_Work to do_
Print every line of the records below word for word, with no changes.

-- -- --

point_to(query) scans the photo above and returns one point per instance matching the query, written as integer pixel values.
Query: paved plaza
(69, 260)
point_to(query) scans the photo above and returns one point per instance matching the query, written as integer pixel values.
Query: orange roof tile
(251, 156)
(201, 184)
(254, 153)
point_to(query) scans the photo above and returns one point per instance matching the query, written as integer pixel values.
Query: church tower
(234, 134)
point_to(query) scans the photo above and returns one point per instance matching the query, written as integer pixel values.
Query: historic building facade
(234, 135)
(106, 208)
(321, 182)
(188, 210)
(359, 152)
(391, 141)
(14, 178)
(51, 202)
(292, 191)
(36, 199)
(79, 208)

-- -- --

_Correct result_
point_to(query) scans the photo above and returns one point per instance matching the query, written as integer pixel values.
Query: paved plaza
(69, 260)
point_to(query) scans the photo above and returns one point per instance matching the query, written as integer pixel values.
Query: orange roof tile
(251, 156)
(201, 184)
(254, 153)
point_to(query) scans the photo above and returns one point per instance matching the query, written as integer pixel values.
Query: church tower
(234, 134)
point_to(query) scans the photo above and returns one point per instance matching the query, written as integer pixel values.
Query: historic building facade
(234, 135)
(106, 208)
(321, 182)
(188, 210)
(359, 152)
(391, 141)
(14, 178)
(51, 202)
(292, 191)
(36, 199)
(79, 208)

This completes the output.